WORK REQUIRED -> Reproduce the full article on the alpha-lipoic acid neuropathy trial without any changes.

DOCUMENT TEXT ->
"""
Alpha-lipoic acid trial for chemotherapy-induced peripheral neuropathy

The weekly NCI Cancer Bulletin recently featured a clinical trial being led by MD Anderson Cancer Center in Houston where the supplement, alpha-lipoic acid, is being investigated to minimize the peripheral neuropathy associated with platinum-based chemotherapy such as cisplatin or oxaliplatin.

Peripheral neuropathy is an unpleasant side effect of platinum-based chemotherapy that is characterized by a burning, numbness, and or tingling in the extremities. The acute form of the syndrome resolves a few days after the platinum treatment but sometimes persists. A similar syndrome occurs in patients with diabetes and alpha-lipoic acid supplements have been used with success in European-based studies to treat diabetic neuropathy.

Alpha-lipoic acid (sometimes called thioctic acid in the older literature) is itself a co-factor in aerobic respiration of the mitochondria (in the pyruvate dehydrogenase complex). The supplement consists of two forms, called enantiomers, with only one form able to act in the mitochondria. The genesis of peripheral neuropathy is complex but is hypothesized to result from altered neuronal bioenergetics and inadequate ATP levels for normal neurotransmitter release but can also result from physical damage to nerves or neurodegenerative disorders.
"""
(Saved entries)
"""
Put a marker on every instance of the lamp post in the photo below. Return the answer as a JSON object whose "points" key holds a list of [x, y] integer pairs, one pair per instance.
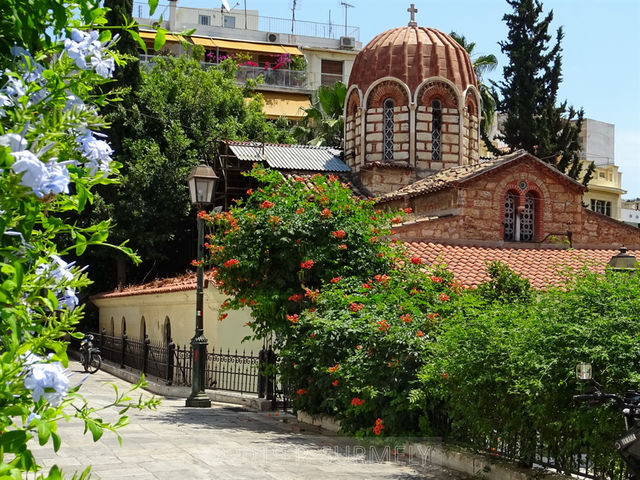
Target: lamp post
{"points": [[623, 261], [202, 182]]}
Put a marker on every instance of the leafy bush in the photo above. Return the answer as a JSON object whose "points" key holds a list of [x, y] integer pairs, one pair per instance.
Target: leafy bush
{"points": [[507, 370], [275, 251], [356, 352], [505, 285]]}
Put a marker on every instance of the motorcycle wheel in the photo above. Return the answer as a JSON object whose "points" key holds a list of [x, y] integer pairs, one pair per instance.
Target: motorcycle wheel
{"points": [[93, 365]]}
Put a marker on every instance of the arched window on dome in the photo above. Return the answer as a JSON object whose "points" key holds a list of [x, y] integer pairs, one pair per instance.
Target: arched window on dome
{"points": [[436, 130], [387, 128], [519, 218]]}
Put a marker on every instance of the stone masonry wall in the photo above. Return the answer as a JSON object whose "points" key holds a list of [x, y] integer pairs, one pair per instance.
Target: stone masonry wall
{"points": [[374, 135], [450, 149], [598, 229], [381, 179]]}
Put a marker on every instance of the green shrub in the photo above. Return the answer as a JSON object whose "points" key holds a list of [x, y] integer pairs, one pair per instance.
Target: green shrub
{"points": [[507, 370]]}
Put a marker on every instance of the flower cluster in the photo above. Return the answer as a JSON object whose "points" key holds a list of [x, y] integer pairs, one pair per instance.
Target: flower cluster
{"points": [[46, 380], [57, 273], [86, 44], [307, 265], [379, 426]]}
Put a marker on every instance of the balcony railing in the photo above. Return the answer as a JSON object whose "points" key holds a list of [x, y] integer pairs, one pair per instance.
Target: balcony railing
{"points": [[264, 24], [280, 78]]}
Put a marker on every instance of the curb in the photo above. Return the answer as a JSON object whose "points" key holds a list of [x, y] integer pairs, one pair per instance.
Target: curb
{"points": [[473, 464], [158, 388], [476, 465]]}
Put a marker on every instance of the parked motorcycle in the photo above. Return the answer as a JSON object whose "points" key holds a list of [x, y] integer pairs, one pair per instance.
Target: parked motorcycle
{"points": [[629, 444], [89, 355]]}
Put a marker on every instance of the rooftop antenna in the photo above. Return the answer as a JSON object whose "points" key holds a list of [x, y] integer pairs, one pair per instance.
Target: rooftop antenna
{"points": [[293, 17], [413, 10], [346, 7]]}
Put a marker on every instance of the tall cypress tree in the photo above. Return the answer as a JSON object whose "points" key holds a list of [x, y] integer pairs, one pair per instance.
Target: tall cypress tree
{"points": [[528, 95]]}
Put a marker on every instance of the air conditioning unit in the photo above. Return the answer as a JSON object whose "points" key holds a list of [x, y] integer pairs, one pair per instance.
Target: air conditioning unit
{"points": [[347, 42]]}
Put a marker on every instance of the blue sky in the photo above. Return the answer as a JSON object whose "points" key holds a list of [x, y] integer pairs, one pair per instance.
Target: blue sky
{"points": [[601, 49]]}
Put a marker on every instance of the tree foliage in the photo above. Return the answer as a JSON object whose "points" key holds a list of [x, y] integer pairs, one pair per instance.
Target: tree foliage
{"points": [[507, 369], [323, 123], [173, 121], [528, 95], [275, 251], [52, 156], [482, 64]]}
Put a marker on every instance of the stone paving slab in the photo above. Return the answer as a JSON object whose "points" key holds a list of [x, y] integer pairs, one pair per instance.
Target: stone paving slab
{"points": [[222, 442]]}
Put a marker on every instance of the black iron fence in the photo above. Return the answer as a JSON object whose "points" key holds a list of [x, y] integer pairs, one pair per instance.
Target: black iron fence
{"points": [[234, 371]]}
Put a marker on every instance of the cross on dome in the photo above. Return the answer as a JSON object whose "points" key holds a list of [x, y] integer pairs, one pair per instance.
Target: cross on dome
{"points": [[413, 10]]}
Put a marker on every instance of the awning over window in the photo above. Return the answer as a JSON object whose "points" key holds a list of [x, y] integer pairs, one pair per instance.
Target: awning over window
{"points": [[285, 105], [229, 44], [152, 35], [255, 47]]}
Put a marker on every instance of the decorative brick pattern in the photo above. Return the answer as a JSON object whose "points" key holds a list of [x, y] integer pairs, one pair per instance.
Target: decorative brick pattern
{"points": [[353, 129], [450, 138], [384, 178], [475, 203], [412, 54], [374, 135], [384, 90]]}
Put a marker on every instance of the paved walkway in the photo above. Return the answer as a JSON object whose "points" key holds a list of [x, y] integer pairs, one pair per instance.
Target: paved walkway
{"points": [[222, 442]]}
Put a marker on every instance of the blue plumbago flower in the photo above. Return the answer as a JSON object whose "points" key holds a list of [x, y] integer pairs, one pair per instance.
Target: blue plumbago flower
{"points": [[86, 44], [69, 299], [97, 152], [48, 381], [74, 102], [32, 70], [32, 416], [80, 45], [58, 269], [43, 179], [4, 102], [14, 88], [14, 141], [103, 66]]}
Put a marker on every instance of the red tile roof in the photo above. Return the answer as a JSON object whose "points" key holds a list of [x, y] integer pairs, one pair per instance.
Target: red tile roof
{"points": [[451, 177], [184, 282], [468, 264], [541, 266]]}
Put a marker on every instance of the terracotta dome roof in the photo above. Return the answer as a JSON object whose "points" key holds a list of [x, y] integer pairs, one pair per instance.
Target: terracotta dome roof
{"points": [[412, 54]]}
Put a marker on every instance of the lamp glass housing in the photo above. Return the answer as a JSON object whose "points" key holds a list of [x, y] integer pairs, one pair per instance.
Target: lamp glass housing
{"points": [[202, 180]]}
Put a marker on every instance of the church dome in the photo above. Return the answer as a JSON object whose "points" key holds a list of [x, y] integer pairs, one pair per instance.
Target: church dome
{"points": [[412, 54]]}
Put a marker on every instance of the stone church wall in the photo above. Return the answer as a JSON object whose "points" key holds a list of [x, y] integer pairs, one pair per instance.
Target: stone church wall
{"points": [[599, 230], [375, 132], [475, 211]]}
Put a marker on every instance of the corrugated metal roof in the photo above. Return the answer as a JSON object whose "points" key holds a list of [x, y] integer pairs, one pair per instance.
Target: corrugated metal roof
{"points": [[291, 157]]}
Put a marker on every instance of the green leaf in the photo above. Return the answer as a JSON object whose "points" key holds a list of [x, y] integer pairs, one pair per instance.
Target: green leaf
{"points": [[153, 4], [160, 39], [54, 473], [56, 441], [81, 243], [95, 429], [136, 36], [44, 432], [13, 441]]}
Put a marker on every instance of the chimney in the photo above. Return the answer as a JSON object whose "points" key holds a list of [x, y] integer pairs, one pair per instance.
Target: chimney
{"points": [[172, 15]]}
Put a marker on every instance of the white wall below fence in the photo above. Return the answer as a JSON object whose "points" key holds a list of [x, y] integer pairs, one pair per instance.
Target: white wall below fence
{"points": [[155, 312]]}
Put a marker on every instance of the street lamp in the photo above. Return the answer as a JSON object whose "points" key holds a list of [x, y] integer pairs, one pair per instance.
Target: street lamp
{"points": [[202, 183], [623, 261]]}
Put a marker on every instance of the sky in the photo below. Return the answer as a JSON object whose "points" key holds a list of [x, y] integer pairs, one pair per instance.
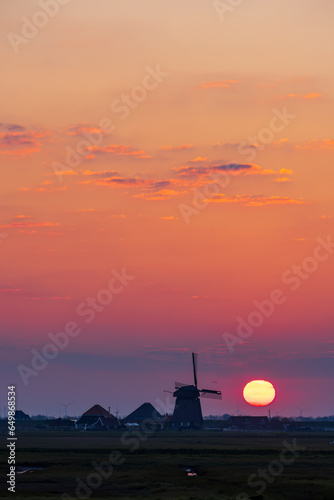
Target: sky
{"points": [[166, 178]]}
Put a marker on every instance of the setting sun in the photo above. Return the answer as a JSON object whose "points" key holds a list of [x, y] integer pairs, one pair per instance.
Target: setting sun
{"points": [[259, 393]]}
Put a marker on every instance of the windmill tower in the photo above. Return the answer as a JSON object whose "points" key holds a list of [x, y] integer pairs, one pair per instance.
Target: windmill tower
{"points": [[188, 411]]}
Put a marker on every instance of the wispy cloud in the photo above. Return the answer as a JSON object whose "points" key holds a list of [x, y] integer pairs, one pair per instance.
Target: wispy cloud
{"points": [[177, 148], [255, 200], [227, 84]]}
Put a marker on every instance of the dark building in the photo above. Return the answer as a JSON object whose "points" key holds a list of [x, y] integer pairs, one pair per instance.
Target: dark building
{"points": [[145, 412], [97, 418]]}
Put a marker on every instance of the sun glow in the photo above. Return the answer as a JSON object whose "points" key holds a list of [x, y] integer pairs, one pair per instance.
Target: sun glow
{"points": [[259, 393]]}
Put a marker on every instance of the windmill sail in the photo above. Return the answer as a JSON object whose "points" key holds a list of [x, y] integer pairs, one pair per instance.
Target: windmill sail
{"points": [[188, 411]]}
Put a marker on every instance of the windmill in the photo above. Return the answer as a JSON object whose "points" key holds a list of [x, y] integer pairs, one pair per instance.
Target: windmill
{"points": [[187, 411], [301, 412]]}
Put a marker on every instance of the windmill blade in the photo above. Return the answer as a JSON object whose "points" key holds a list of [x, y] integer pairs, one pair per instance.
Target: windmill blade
{"points": [[207, 393], [178, 385], [194, 356]]}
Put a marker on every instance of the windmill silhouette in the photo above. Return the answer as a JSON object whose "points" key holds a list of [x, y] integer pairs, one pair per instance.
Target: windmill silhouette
{"points": [[188, 411], [65, 407]]}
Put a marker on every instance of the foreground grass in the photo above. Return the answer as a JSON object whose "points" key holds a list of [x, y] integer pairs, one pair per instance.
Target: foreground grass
{"points": [[224, 462]]}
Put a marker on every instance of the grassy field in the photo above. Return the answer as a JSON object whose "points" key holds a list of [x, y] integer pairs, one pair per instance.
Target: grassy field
{"points": [[226, 464]]}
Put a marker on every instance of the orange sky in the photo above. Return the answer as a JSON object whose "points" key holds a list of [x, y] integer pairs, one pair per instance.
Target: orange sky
{"points": [[195, 152]]}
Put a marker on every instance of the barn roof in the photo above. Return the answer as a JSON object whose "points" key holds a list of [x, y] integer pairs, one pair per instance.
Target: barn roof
{"points": [[97, 411], [144, 411]]}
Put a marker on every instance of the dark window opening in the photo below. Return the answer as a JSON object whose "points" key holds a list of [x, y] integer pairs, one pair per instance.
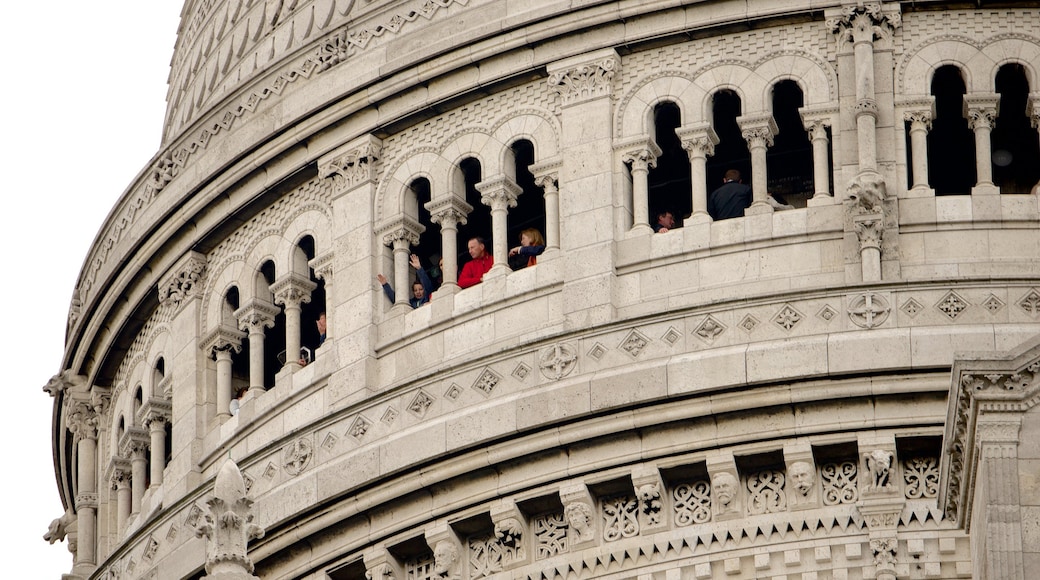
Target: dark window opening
{"points": [[951, 142], [669, 184], [1015, 147], [788, 162]]}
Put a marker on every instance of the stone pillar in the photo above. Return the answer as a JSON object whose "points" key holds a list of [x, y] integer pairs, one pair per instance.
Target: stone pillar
{"points": [[401, 234], [758, 131], [641, 157], [547, 177], [981, 111], [81, 419], [699, 141], [219, 345], [499, 193], [449, 212], [920, 123], [253, 318], [815, 123], [291, 291]]}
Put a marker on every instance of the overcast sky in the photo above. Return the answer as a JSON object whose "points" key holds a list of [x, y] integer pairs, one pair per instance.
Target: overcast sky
{"points": [[83, 96]]}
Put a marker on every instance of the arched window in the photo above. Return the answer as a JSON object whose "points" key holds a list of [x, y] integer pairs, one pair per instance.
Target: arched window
{"points": [[789, 160], [951, 142], [668, 184], [731, 153], [1016, 150]]}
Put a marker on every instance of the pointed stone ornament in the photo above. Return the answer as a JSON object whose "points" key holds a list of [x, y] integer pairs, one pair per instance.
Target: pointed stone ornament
{"points": [[228, 527]]}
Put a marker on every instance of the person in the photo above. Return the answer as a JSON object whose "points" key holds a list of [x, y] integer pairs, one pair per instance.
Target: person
{"points": [[531, 245], [731, 199], [666, 221], [472, 271], [421, 289], [237, 401]]}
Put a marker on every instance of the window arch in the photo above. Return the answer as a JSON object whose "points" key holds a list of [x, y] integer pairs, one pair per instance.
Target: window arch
{"points": [[951, 142]]}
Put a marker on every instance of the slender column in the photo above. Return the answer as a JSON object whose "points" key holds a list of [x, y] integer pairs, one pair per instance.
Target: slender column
{"points": [[920, 123], [290, 292], [499, 193], [547, 182], [981, 112], [401, 235], [449, 212], [699, 141], [156, 423], [758, 131], [641, 159], [253, 318]]}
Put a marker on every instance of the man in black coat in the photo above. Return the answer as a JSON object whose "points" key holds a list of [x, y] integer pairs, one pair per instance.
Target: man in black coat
{"points": [[730, 200]]}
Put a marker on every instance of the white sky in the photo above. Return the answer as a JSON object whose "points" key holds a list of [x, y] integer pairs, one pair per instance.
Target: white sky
{"points": [[82, 99]]}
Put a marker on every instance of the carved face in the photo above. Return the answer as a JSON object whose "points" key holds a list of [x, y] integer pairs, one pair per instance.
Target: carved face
{"points": [[802, 477], [723, 488]]}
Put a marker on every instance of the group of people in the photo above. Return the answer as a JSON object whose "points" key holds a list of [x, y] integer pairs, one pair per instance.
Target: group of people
{"points": [[525, 254], [725, 203]]}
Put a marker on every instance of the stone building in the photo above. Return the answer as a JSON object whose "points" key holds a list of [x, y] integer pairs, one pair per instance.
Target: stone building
{"points": [[841, 390]]}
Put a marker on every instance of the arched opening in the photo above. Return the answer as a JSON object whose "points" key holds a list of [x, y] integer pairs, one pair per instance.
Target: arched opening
{"points": [[668, 184], [1015, 148], [731, 153], [951, 142], [788, 162]]}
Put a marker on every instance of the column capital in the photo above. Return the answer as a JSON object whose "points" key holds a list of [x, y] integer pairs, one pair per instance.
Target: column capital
{"points": [[184, 280], [255, 315], [449, 209], [499, 192], [758, 129], [400, 230], [292, 290], [585, 77], [354, 162]]}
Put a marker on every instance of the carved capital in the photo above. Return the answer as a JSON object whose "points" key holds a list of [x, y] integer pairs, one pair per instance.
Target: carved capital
{"points": [[585, 77], [292, 290], [353, 163], [184, 280], [499, 192]]}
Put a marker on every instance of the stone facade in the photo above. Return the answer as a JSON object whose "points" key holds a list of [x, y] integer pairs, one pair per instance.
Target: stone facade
{"points": [[842, 390]]}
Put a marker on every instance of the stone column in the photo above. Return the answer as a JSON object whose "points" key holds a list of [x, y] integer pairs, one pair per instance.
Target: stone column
{"points": [[547, 177], [499, 193], [219, 345], [401, 234], [641, 156], [920, 123], [253, 318], [816, 123], [699, 141], [81, 420], [758, 131], [290, 292], [981, 112], [449, 212]]}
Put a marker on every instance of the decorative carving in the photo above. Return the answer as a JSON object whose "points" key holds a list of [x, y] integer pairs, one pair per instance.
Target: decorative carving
{"points": [[557, 361], [868, 311], [620, 518], [228, 526], [839, 483], [765, 493], [693, 503], [586, 81], [921, 477], [296, 456], [550, 534], [578, 517]]}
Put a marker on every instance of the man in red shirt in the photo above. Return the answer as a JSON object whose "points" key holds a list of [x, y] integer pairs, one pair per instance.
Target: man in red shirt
{"points": [[472, 271]]}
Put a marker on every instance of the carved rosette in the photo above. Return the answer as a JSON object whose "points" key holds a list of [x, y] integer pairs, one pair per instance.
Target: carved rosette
{"points": [[576, 82], [183, 281]]}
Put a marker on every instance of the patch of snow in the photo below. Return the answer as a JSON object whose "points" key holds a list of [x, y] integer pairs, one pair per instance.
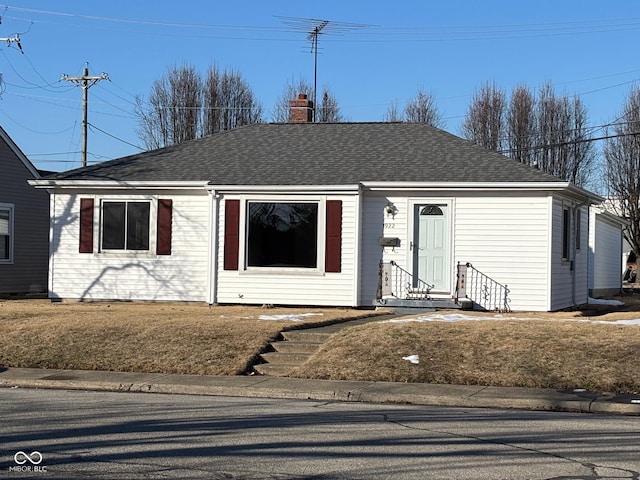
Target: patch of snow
{"points": [[602, 301], [412, 358], [453, 317], [459, 317], [634, 321], [292, 317]]}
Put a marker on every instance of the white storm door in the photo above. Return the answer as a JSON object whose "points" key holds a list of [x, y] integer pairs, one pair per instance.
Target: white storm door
{"points": [[431, 246]]}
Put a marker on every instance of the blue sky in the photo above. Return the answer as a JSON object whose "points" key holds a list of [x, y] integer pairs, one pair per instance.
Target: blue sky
{"points": [[447, 48]]}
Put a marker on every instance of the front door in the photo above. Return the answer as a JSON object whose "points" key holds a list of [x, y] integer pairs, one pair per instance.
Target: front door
{"points": [[431, 246]]}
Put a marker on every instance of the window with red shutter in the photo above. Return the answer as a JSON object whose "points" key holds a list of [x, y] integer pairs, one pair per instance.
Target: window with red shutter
{"points": [[333, 241], [231, 234], [86, 225], [163, 239]]}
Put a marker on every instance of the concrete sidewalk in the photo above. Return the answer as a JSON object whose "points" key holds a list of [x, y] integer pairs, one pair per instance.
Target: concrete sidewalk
{"points": [[327, 390]]}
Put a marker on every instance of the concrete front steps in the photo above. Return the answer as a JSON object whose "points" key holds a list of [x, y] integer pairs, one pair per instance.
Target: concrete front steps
{"points": [[294, 347]]}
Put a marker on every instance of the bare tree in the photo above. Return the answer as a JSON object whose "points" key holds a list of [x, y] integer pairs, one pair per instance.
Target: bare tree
{"points": [[622, 157], [521, 125], [563, 149], [229, 102], [329, 110], [422, 109], [172, 113], [182, 106], [549, 131], [393, 113], [484, 121]]}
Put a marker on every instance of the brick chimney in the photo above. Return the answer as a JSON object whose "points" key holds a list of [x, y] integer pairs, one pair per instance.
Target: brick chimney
{"points": [[301, 109]]}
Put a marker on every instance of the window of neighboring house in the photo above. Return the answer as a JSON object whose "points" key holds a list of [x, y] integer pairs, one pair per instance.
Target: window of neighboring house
{"points": [[6, 233], [125, 225], [578, 227], [566, 229], [282, 234]]}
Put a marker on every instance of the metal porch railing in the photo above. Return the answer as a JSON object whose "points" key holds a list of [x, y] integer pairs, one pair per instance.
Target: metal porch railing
{"points": [[395, 281], [481, 289]]}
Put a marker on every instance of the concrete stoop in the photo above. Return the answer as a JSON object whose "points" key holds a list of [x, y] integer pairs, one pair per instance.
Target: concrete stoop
{"points": [[295, 347]]}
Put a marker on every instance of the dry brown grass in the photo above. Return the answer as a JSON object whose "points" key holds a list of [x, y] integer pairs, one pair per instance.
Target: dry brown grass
{"points": [[555, 351], [141, 337]]}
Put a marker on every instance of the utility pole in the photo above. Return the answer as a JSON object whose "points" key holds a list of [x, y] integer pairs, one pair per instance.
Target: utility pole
{"points": [[85, 81], [14, 39]]}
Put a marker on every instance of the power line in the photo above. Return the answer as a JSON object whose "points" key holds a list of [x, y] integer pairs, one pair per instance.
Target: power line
{"points": [[85, 81], [117, 138]]}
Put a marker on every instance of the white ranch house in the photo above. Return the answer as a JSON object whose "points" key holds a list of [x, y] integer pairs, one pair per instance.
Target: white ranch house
{"points": [[348, 214]]}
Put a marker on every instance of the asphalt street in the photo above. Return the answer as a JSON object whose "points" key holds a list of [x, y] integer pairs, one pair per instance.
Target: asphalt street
{"points": [[88, 434]]}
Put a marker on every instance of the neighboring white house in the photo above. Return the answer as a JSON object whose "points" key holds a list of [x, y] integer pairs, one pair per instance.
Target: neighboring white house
{"points": [[315, 214]]}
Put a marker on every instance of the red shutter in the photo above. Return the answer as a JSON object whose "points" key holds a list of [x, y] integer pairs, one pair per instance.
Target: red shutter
{"points": [[333, 252], [163, 240], [231, 234], [86, 225]]}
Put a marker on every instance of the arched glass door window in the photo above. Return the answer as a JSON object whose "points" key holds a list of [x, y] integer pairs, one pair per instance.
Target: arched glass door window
{"points": [[431, 210]]}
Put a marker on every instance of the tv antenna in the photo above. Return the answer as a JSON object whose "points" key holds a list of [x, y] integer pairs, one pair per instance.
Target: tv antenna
{"points": [[315, 27]]}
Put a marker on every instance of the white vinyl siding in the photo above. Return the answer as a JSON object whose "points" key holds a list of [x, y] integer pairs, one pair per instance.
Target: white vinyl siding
{"points": [[376, 223], [569, 276], [605, 241], [290, 286], [181, 276], [506, 238], [503, 235]]}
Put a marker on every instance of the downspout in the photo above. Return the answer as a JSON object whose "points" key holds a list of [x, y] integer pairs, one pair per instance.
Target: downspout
{"points": [[212, 257], [357, 273]]}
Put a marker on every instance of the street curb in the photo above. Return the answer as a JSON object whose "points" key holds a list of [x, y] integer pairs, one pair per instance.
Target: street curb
{"points": [[468, 396]]}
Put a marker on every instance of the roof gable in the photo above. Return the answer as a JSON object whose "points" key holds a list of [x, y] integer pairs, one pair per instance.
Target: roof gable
{"points": [[18, 153], [317, 154]]}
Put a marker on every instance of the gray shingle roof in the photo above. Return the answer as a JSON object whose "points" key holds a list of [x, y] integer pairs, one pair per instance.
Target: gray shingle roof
{"points": [[317, 154]]}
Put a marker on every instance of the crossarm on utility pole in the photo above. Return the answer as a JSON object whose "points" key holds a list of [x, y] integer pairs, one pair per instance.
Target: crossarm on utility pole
{"points": [[85, 81]]}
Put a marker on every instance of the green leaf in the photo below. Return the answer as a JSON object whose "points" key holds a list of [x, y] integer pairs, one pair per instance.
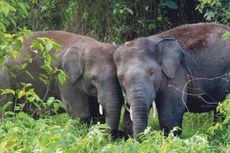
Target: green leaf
{"points": [[14, 54], [171, 4], [226, 36], [7, 91], [49, 46], [2, 27], [50, 101], [130, 11], [62, 76], [29, 74], [5, 107]]}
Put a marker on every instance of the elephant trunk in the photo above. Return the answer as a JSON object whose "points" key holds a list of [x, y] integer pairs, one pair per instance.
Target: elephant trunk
{"points": [[140, 101], [111, 99]]}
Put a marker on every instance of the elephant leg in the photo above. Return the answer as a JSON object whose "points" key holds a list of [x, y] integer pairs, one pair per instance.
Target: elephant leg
{"points": [[127, 124], [170, 112], [94, 110], [76, 102]]}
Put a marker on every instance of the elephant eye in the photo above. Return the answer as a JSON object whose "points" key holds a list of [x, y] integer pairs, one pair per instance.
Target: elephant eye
{"points": [[151, 72]]}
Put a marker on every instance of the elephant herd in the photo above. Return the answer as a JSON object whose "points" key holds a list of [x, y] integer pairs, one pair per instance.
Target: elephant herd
{"points": [[185, 69]]}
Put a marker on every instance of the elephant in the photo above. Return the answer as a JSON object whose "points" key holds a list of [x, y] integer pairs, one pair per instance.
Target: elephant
{"points": [[91, 82], [185, 69]]}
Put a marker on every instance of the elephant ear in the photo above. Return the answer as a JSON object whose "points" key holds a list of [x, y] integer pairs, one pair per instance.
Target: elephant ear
{"points": [[71, 63], [171, 54]]}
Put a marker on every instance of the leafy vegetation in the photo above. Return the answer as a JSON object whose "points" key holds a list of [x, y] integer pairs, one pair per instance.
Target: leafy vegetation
{"points": [[112, 20]]}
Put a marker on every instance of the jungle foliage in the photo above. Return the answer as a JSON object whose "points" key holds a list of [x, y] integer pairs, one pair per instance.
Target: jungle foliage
{"points": [[111, 20]]}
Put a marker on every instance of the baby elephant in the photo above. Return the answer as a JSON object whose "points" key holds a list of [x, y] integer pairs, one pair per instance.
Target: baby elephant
{"points": [[183, 69], [91, 82]]}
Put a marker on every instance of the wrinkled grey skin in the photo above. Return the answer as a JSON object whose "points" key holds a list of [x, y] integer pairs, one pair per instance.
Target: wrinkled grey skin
{"points": [[91, 75], [183, 69]]}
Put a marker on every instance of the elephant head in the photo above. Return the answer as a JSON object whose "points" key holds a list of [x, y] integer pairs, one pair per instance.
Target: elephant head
{"points": [[143, 65], [90, 68]]}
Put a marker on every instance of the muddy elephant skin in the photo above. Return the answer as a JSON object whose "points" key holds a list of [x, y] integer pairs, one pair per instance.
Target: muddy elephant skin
{"points": [[91, 73], [183, 69]]}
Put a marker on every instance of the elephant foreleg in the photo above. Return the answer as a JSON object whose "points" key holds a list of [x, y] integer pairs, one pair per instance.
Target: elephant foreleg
{"points": [[76, 102]]}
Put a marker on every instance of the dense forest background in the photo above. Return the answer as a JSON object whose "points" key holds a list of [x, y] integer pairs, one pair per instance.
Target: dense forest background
{"points": [[120, 20], [110, 21]]}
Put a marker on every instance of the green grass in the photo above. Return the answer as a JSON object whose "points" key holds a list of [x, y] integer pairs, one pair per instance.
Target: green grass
"""
EXPECTED OUTPUT ->
Alpha-lipoic acid trial for chemotherapy-induced peripheral neuropathy

The weekly NCI Cancer Bulletin recently featured a clinical trial being led by MD Anderson Cancer Center in Houston where the supplement, alpha-lipoic acid, is being investigated to minimize the peripheral neuropathy associated with platinum-based chemotherapy such as cisplatin or oxaliplatin.

Peripheral neuropathy is an unpleasant side effect of platinum-based chemotherapy that is characterized by a burning, numbness, and or tingling in the extremities. The acute form of the syndrome resolves a few days after the platinum treatment but sometimes persists. A similar syndrome occurs in patients with diabetes and alpha-lipoic acid supplements have been used with success in European-based studies to treat diabetic neuropathy.

Alpha-lipoic acid (sometimes called thioctic acid in the older literature) is itself a co-factor in aerobic respiration of the mitochondria (in the pyruvate dehydrogenase complex). The supplement consists of two forms, called enantiomers, with only one form able to act in the mitochondria. The genesis of peripheral neuropathy is complex but is hypothesized to result from altered neuronal bioenergetics and inadequate ATP levels for normal neurotransmitter release but can also result from physical damage to nerves or neurodegenerative disorders.